Write out every line of the entries below verbatim, leaving out the pictures.

-- start of Entries shown --

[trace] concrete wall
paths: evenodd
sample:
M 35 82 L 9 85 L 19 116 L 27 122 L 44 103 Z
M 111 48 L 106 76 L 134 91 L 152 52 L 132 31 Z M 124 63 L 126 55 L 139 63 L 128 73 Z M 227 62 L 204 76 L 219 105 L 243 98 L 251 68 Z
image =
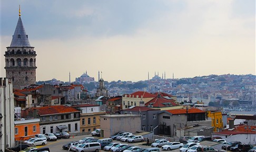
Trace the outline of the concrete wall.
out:
M 115 133 L 124 131 L 135 133 L 141 131 L 141 117 L 137 115 L 102 115 L 102 136 L 109 137 Z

-- end of Entries shown --

◆ **Response to this exercise**:
[trace] concrete wall
paths: evenodd
sample:
M 35 82 L 9 85 L 19 116 L 27 122 L 44 103 Z
M 111 48 L 106 76 L 134 91 L 152 52 L 132 31 Z M 124 63 L 126 55 L 139 63 L 128 73 Z M 227 62 L 204 76 L 219 105 L 243 98 L 251 68 Z
image =
Trace the outline of the concrete wall.
out:
M 115 133 L 124 131 L 135 133 L 141 131 L 141 117 L 137 115 L 102 115 L 102 136 L 109 137 Z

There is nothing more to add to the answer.